**WHAT YOU WILL DO:** Report in full each line below that contains the string "crop". Matching is case-sensitive.
/---
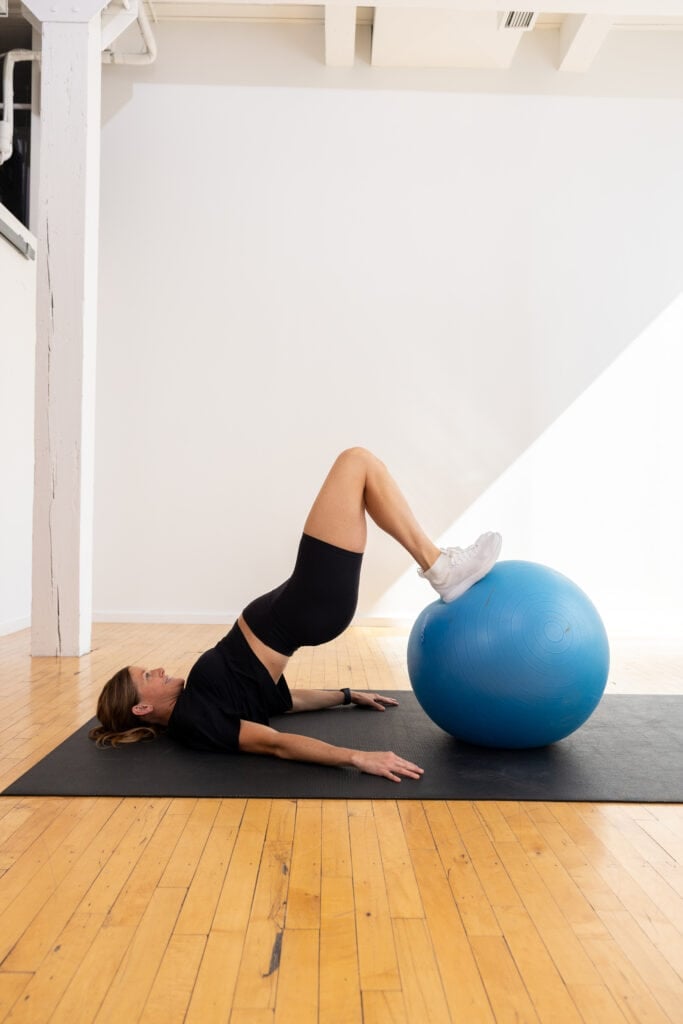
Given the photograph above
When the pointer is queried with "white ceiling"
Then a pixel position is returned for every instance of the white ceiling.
(458, 34)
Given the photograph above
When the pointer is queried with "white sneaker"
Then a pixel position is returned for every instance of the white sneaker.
(457, 569)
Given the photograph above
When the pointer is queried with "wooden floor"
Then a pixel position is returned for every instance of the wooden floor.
(251, 911)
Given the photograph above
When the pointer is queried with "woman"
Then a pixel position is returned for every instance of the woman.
(236, 687)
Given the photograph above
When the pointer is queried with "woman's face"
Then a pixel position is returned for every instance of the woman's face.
(154, 686)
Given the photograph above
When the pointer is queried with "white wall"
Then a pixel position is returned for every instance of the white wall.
(17, 340)
(435, 265)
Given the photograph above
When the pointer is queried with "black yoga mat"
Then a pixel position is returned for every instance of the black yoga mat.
(631, 750)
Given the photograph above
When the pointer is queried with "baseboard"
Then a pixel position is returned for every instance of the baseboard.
(14, 626)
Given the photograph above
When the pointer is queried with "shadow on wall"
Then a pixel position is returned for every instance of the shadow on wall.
(599, 495)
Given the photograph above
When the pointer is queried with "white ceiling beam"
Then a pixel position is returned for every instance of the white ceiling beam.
(116, 18)
(581, 38)
(612, 8)
(339, 36)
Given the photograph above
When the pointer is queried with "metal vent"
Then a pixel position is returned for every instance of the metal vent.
(520, 19)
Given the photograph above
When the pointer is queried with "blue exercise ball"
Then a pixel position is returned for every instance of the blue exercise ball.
(519, 660)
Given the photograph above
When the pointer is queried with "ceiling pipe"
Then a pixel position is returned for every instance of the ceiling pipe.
(150, 54)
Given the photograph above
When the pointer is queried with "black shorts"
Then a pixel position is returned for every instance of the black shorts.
(314, 605)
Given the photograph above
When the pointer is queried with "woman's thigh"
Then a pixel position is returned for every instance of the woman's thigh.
(338, 514)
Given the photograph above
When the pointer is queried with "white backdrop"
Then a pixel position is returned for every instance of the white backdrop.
(435, 265)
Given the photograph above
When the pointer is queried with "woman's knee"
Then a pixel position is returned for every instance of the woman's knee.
(358, 456)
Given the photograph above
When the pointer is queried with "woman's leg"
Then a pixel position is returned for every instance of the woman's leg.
(359, 482)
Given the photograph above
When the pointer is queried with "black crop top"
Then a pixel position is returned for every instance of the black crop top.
(226, 684)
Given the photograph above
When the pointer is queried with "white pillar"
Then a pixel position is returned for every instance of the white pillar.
(68, 240)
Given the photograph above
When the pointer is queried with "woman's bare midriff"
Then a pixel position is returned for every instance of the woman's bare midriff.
(273, 660)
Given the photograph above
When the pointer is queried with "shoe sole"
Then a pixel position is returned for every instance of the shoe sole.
(483, 570)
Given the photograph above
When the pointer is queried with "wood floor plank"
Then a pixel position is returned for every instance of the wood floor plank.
(130, 988)
(401, 887)
(462, 982)
(377, 954)
(172, 988)
(213, 991)
(303, 903)
(339, 977)
(297, 995)
(421, 981)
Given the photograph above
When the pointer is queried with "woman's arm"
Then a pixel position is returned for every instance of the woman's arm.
(255, 738)
(316, 699)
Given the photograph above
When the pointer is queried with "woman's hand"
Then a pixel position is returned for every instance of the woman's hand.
(377, 700)
(387, 764)
(257, 738)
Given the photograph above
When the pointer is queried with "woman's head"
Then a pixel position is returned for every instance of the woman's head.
\---
**EXERCISE ANSWER:**
When the pointer is queried with "black crop top"
Then a pixel position is returned for every instance of the black crop top.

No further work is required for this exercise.